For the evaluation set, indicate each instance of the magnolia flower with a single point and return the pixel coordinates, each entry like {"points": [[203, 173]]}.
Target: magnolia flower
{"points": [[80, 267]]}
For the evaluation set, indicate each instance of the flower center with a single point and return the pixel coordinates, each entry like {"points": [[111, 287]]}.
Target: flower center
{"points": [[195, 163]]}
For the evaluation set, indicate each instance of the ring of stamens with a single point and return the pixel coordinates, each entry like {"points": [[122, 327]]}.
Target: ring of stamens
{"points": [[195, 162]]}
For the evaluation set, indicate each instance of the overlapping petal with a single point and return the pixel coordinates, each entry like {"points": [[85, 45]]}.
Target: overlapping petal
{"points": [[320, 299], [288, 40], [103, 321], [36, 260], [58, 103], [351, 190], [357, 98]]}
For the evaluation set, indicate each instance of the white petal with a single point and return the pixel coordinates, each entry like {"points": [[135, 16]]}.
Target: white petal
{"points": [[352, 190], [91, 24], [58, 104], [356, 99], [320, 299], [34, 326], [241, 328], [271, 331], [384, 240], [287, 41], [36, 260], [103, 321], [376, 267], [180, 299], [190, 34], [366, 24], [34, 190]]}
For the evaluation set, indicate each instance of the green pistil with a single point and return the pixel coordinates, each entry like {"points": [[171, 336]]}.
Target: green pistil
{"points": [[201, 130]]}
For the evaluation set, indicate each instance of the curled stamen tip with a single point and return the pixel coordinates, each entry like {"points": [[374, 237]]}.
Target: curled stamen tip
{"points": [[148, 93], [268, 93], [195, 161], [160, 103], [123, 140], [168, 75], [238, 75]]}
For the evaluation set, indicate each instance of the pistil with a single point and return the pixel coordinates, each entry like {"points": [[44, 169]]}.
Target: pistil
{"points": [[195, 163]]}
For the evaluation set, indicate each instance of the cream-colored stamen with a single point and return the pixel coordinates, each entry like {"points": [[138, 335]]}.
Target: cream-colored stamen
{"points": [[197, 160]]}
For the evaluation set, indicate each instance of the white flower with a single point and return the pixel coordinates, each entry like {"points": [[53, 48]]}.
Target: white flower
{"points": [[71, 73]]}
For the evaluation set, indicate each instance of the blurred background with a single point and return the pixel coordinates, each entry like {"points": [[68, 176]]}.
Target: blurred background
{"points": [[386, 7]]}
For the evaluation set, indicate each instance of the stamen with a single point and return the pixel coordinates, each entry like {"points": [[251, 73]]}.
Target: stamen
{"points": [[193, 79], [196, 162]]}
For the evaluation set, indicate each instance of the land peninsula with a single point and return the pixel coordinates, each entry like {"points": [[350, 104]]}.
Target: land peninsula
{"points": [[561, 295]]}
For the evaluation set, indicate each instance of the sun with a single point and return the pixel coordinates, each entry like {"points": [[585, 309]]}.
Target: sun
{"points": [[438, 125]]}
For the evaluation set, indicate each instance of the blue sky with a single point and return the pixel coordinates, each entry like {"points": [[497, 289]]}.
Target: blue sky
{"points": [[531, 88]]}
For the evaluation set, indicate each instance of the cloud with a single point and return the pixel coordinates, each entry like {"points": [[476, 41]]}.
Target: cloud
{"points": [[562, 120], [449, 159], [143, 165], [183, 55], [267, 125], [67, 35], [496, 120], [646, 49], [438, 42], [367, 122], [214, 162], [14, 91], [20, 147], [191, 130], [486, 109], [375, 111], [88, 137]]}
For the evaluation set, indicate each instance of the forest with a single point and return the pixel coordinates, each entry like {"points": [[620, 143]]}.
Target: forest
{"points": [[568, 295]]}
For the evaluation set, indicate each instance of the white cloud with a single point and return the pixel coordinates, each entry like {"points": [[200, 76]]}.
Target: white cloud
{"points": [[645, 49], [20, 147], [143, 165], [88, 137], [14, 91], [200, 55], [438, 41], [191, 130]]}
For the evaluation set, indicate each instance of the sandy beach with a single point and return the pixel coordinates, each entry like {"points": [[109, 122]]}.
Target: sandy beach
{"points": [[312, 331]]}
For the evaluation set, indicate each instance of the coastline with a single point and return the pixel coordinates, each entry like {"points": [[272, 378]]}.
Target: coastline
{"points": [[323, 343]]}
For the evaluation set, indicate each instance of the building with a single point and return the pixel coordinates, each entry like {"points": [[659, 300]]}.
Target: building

TASK OBJECTIVE
Every entry must be output again, exactly as written above.

WRITTEN RESPONSE
For the evaluation set, indicate each instance of the magnolia flower with a single point and return the pixel coordinates, each entry like {"points": [[203, 173]]}.
Target: magnolia flower
{"points": [[80, 267]]}
For the evaluation set, indicate each instance of the flower center with a single point and return the pixel coordinates, each entry like {"points": [[111, 287]]}.
Target: flower center
{"points": [[195, 163]]}
For the evaluation set, indicate each instance of the ring of stamens with a single point and return the pixel coordinates, each entry like {"points": [[122, 327]]}.
Target: ring of stamens
{"points": [[195, 162]]}
For the evaluation set, indicate each instance of the overlapping petal with a single point and return the pixel coordinates, each entry like {"points": [[85, 45]]}.
Target: overlapping petal
{"points": [[320, 299], [288, 40], [103, 321], [36, 260], [58, 103], [351, 190], [357, 98]]}
For the evaluation set, indicate each instance of the white petal with a single point and return the pixel coordinates, each entry like {"points": [[135, 16]]}.
Target: white petal
{"points": [[352, 190], [91, 24], [58, 104], [356, 99], [320, 299], [34, 326], [241, 328], [271, 331], [384, 240], [287, 41], [36, 260], [103, 321], [376, 267], [180, 299], [190, 34], [366, 24], [34, 190]]}
For the evaluation set, indicate each instance of the green pistil with a single point and return the pixel coordinates, each entry like {"points": [[171, 336]]}.
Target: green pistil
{"points": [[201, 130]]}
For the evaluation set, indicate each instance of the curled stamen tip with a single point and return the pixel coordinates, each entry like {"points": [[374, 237]]}.
Target: curled stamen tip
{"points": [[148, 93], [268, 93], [195, 161], [160, 103], [123, 140], [168, 75], [238, 75]]}
For the evaluation set, indicate each instance of the pistil with a single point and return the pixel coordinates, each entry like {"points": [[44, 169]]}.
Target: pistil
{"points": [[195, 163]]}
For the evaluation set, indicate each instance of the cream-colored stamen with a single point and return the pixel coordinates, each entry like {"points": [[138, 335]]}.
Target: cream-colored stamen
{"points": [[197, 160]]}
For the evaluation set, indicate each instance of the white flower with a single point and return the pixel coordinates, each entry like {"points": [[53, 48]]}.
Target: white flower
{"points": [[71, 73]]}
For the evaluation set, indicate each instance of the blurred background with a single point and return the pixel coordinates, each entry like {"points": [[68, 176]]}.
Target: blurred background
{"points": [[386, 7]]}
For the evaluation set, indicate each instance of the stamen with a single point and return the pixel coordinates, each entry like {"points": [[251, 73]]}.
Target: stamen
{"points": [[193, 79], [196, 162]]}
For the evaluation set, indicate each instance of the land peninsula with a single point and return the pixel coordinates, each entry like {"points": [[350, 104]]}.
Target: land peninsula
{"points": [[561, 295]]}
For the evaluation set, indicate each instance of the sun with a single point and return the pixel coordinates, each entry like {"points": [[585, 309]]}.
Target: sun
{"points": [[438, 125]]}
For the evaluation set, indicate each instance of the blue sky with a single point and return the pixel coordinates, each entry like {"points": [[497, 289]]}.
Target: blue sky
{"points": [[531, 88]]}
For the evaluation set, indicate each instance of the cloud with a single point and return the pixel coordinates, each entry like {"points": [[476, 41]]}.
Target: cloud
{"points": [[562, 120], [449, 159], [143, 165], [183, 55], [267, 125], [67, 35], [496, 120], [646, 49], [438, 42], [367, 122], [214, 162], [14, 91], [20, 147], [191, 130], [486, 109], [375, 111], [88, 137]]}
For the evaluation set, indicate each instance of the forest with a single point and return the pixel coordinates, each entry like {"points": [[620, 143]]}.
Target: forest
{"points": [[568, 295]]}
For the evaluation set, indicate each instance of the white cloud with a single point and return the pixel coordinates, each entry like {"points": [[200, 76]]}.
Target: white cloud
{"points": [[645, 49], [20, 147], [143, 165], [88, 137], [14, 91], [200, 55], [438, 41], [191, 130]]}
For the evaluation set, indicate each instance of the sandy beach with a single point and return the pixel coordinates, each entry like {"points": [[109, 122]]}.
Target: sandy beach
{"points": [[312, 331]]}
For the evaluation set, indicate each instance of the coastline with a single point and return the pixel coordinates, each entry like {"points": [[272, 378]]}.
Target: coastline
{"points": [[323, 343]]}
For the evaluation set, indicate each instance of the building with a single point and return the pixel coordinates, each entry like {"points": [[659, 300]]}.
Target: building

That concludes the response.